**Problem:** Extract the text of every entry below exactly; leave images out.

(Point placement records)
++++++++++
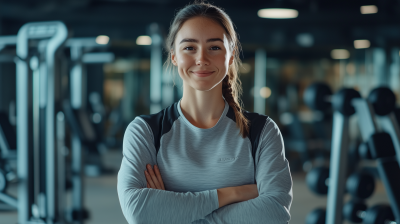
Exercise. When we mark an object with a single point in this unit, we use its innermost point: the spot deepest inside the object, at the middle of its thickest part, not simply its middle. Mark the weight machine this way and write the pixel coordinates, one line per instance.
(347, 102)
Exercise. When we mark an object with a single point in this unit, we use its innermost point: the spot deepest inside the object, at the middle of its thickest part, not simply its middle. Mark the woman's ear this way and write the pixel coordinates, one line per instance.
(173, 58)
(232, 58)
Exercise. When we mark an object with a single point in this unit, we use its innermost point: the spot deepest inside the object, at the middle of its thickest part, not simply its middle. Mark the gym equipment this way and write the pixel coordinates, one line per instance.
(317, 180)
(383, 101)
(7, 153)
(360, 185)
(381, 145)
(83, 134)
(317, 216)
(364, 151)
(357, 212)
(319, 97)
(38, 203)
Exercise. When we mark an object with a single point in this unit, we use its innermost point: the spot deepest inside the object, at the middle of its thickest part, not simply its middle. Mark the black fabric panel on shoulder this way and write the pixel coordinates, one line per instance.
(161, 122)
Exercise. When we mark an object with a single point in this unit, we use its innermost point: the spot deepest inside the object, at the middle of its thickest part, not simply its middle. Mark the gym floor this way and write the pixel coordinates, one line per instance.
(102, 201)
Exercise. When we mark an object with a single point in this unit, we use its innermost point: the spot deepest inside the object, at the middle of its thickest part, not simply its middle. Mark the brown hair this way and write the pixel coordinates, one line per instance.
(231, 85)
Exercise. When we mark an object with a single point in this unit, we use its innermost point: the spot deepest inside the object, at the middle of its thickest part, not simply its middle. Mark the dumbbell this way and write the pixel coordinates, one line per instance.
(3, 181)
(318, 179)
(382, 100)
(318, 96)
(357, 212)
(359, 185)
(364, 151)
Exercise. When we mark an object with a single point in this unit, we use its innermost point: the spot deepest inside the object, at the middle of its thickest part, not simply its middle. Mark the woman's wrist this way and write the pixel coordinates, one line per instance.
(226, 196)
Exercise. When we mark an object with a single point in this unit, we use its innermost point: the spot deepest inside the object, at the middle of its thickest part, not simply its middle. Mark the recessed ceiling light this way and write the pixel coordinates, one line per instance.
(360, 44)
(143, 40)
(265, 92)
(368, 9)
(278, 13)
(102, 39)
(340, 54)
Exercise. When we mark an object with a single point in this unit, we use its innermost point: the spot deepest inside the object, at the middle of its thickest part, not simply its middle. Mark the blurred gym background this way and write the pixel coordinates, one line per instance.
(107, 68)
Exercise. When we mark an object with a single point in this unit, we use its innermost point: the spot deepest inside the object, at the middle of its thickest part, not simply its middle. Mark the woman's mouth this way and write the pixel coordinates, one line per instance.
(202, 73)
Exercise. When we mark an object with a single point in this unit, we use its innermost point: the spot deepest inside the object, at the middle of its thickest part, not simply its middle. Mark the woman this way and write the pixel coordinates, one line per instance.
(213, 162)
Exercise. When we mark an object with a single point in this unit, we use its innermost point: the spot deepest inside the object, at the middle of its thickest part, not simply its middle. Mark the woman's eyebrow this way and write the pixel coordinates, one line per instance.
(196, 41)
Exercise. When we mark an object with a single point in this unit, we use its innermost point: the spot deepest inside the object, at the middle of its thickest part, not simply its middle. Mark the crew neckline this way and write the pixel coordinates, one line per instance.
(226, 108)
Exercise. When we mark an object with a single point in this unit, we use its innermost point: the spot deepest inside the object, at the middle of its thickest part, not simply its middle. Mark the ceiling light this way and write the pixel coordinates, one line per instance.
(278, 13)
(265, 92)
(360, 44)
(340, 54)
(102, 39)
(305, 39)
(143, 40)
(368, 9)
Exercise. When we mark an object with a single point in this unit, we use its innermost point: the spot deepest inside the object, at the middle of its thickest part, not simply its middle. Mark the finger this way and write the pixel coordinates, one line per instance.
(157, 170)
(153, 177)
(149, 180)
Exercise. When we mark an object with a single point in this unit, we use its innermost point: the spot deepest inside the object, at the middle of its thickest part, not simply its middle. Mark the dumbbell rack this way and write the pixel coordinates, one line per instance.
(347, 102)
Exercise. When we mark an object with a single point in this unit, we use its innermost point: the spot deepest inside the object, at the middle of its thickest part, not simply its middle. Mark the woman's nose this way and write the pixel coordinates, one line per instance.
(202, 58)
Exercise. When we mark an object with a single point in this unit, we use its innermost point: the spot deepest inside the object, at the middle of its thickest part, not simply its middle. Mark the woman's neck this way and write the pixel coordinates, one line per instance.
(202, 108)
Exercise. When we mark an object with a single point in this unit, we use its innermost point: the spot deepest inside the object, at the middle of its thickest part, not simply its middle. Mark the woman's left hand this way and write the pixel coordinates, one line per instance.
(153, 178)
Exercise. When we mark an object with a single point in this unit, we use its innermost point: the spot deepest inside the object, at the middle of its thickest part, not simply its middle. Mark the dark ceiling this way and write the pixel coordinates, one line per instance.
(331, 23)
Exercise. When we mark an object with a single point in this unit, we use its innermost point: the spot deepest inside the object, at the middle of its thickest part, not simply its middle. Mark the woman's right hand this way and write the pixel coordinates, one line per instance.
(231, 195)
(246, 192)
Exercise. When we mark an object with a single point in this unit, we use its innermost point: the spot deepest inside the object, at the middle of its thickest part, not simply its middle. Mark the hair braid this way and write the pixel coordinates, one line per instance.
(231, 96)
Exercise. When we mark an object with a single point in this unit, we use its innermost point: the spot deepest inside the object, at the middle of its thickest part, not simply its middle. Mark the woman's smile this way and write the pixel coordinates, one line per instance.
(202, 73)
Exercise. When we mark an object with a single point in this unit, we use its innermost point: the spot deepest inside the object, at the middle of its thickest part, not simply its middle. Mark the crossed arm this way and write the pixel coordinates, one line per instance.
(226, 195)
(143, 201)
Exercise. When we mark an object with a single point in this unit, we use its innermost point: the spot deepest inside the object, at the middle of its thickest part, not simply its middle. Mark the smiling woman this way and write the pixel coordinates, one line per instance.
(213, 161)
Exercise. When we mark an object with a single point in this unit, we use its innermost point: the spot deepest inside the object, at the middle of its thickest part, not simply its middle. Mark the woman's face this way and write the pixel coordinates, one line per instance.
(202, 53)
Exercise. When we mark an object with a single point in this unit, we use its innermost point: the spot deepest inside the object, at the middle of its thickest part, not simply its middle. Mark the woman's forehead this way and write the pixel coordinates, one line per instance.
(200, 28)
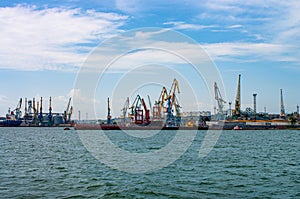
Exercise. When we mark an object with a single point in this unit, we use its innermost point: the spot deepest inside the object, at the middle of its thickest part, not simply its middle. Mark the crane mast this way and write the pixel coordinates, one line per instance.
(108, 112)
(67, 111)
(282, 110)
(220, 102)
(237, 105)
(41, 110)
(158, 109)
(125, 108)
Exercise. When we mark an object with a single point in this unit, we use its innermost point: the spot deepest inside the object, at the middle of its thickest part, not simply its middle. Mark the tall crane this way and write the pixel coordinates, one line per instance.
++++++++++
**Final answer:**
Exercise. When we mark an object with a single point in this unit, we use its innermost point: the spot deepest inside the object, at the middle of its thickest part, not simply its middle. Mark the weight machine this way and write the pixel coordinates, one line per instance.
(347, 102)
Exercise. When we mark an object with a single point in this unit, we use its innermost point: the spot deepest inside the object, at the middle of its thickest part, not simply its middle. Mark the woman's ear this way and write the pixel coordinates, one line per instance.
(173, 58)
(232, 58)
Exercise. When we mark an object with a single point in this unit, we use its innermost point: the spot deepest inside the object, at the middle of its thickest part, not simply its middle. Mark the gym equipment this way and write the pixel coordinates, one line per instance.
(317, 180)
(383, 101)
(7, 153)
(360, 185)
(381, 145)
(83, 134)
(317, 216)
(364, 151)
(357, 212)
(319, 97)
(38, 203)
Exercise. When we mark an object with a single point in this unit, we use its innermost point: the spot deepest inside the object, at the middle of its thickest part, not simply its middle. Mark the black fabric panel on shoulder this way and write the pixel coordinates, one line per instance.
(161, 122)
Exercise. When we mark an object with a single point in this unit, we use its innermost point: the spot deepest inside the object, at the middle of its thickest part, not simply its middle. Mark the gym floor this way and write the pixel coordinates, one line per instance.
(102, 201)
Exercise. When we mark an object with a single point in this unit, we use its innermost point: the spot deepest inside the object, at the middle of its thickest part, not simply its middle. Mark the brown hair this way and write the pixel coordinates, one line per instance.
(231, 85)
Exercise. When we mark an object with a single point in this unit, we use its innermost point: the spot deepest inside the object, at the middle of its thickest part, not simply its middle. Mark the dumbbell this way and write the pixel coordinates, one line per instance.
(3, 181)
(318, 179)
(382, 100)
(318, 96)
(357, 212)
(359, 185)
(364, 151)
Exercise. When we mark an object with a single point in this unit, we use its innermost point: the spot deepest inside the object, at the middle of its thickest part, not simply its middle. Mark the woman's wrist this way and write the pixel coordinates, one line per instance.
(226, 196)
Exercise. When we mark an object with a single point in this unit, we use its innermost point: the spot deepest inside the object, at the middle of its thickest part, not simply its middle. Mark the recessed ceiling light this way and write the pixel coordinates, one line per instance.
(360, 44)
(143, 40)
(265, 92)
(368, 9)
(278, 13)
(102, 39)
(340, 54)
Exercise. When we mark an object with a single point in this unit, we use its innermost point: the spot deepest inside the object, at the middle of its thickest part, not simply its middle. Mark the blurred gym background this way and write the pixel coordinates, one line per instance.
(107, 68)
Exercise. When we mark an object with a single point in this unit, we use its innermost point: the spot deepest inside the object, at the middle of its thickest part, not simply its middle. Mark the woman's mouth this way and write the pixel coordinates, one line per instance.
(202, 73)
Exercise. When we mark an object with a single point in this unit, we use its innermost point: the spot deepest inside the object, at the middle of its thickest part, not simply its middle. Mark the woman this way and write the pixel coordinates, one line per instance.
(213, 162)
Exercise. When we mark an object with a single point in this unit, we use its innermost point: the spot deepest inside the object, at the middle of its thickest part, not simply its middle. Mark the woman's eyebrow this way and write the pixel coordinates, one line per instance.
(196, 41)
Exercise. When we mark an object with a single point in this unit, we use its innermost point: the spot deepest inside the object, at the middle of its thickest part, not simply its middle. Mark the crew neckline this way and write the pixel coordinates, one line per instance.
(226, 108)
Exercise. When we mark an object with a single point in this unit, we use its innermost point: the spot deepest inside the object, at the middle of its thickest part, not simply its middle. Mark the ceiling light this way and write the pixel coordinates, one line per instance.
(278, 13)
(265, 92)
(360, 44)
(340, 54)
(102, 39)
(305, 39)
(143, 40)
(368, 9)
Exercise. When we mark an object with a single point in this unit, we use its innermost point: the spot deepest inside the object, at the middle of its thickest part, not simply its middle. Mark the finger this way and write the pixel coordinates, one line per instance.
(157, 170)
(153, 177)
(149, 180)
Exercise. When we mark an object with a single point in this unit, we use its innermost point: the spot deepest inside the object, at the middle of its thickest part, not simply its middle. Mark the dumbbell rack this way and write the pixel coordinates, one line per instance.
(347, 102)
Exercise. When we mark an object with a single point in this unit, we use its innermost point: the spot deepest inside the object, at the middle of its thickest part, not simply its middle. Mark the woman's nose this way and write the pixel coordinates, one line per instance.
(202, 58)
Exercise. When we mark an object with a single point in this unit, we use its innermost point: the spot deepest inside the object, at the middle of its thickest part, not simply its middle. Mark the woman's neck this way and write the pixel coordinates, one line per instance.
(202, 108)
Exercise. When we mark an object with a single point in this unit, we use its innermost point: the spot deepest inside the object, at the middle of its thickest part, not simply its middle. Mark the woman's left hand this way and write the pixel coordinates, one line per instance.
(153, 178)
Exercise. When we mark an object with a single point in this unit, we use its innermost point: the spot deepest inside the object, at the middle of its thickest part, not simply its middle. Mark the dark ceiling this way and write the pixel coordinates, one line per instance.
(331, 23)
Exercise. When we mark an object with a single point in this unit, we use its innermost point: the spot deepest inside the object, at the middle of its thickest part, not simply its middle. Mark the woman's right hand this way and write the pixel coordinates, one line per instance.
(231, 195)
(246, 192)
Exercise. When we mark an object with a single point in this unit, we use its innermost point: the spot deepest inside the object, at the middle of its thickest part, not simply its middle. Mark the hair braid this way and write the pixel coordinates, one line per instance.
(231, 96)
Exercise. When we mark an object with a single point in this unit, we use its innermost point: the spot deepest inside the object, at the middle of its thickest part, not simply its middle. Mark the woman's smile this way and write the pixel coordinates, one line per instance.
(202, 73)
Exercise. When we mark an object with a single point in this unit, we use its innermost point: the spot deepest inside the object, at the middle of its thickest part, not simply its middle. Mark the crossed arm this way and write the pixel coordinates, one line per instance.
(226, 195)
(143, 201)
Exercise. When we mark an object with a single point in this unit, we use its innermost point: the spot deepest inside the object, at the middle of its thickest part, not simply its middle. Mark the smiling woman this way and write the pixel coordinates, one line per instance.
(213, 161)
Exercise. When we mark an object with a single point in this unit, we use its innermost point: the spot deepest inside the object, at the middle of its thickest part, not simply its middle. Mark the woman's face this way and write the pixel coordinates, one line per instance.
(202, 53)
Exercise. When we mark an object with a single point in this unit, we use its innermost point: the spot deepest inside the object, at the middle of its thickest part, not simply its middle. Mark the woman's forehead this way and write the pixel coordinates, one line per instance.
(200, 28)
Exercise. When we mark an object with a single point in this unit, we use its innermost point: the spot deepest inside the object, at the middle of its thickest part, not simply its middle. Mark the crane mast this way and write the pixel coordinates, one line per instance.
(108, 112)
(67, 111)
(282, 110)
(220, 102)
(237, 105)
(41, 110)
(158, 109)
(125, 108)
Exercise. When we mark an object with a single point in this unit, we use its innermost point: the spot deepest inside the object, at the middle of its thickest part, not simply its middle. Mark the tall crane this way and write the pixel coordinates, one line per instance.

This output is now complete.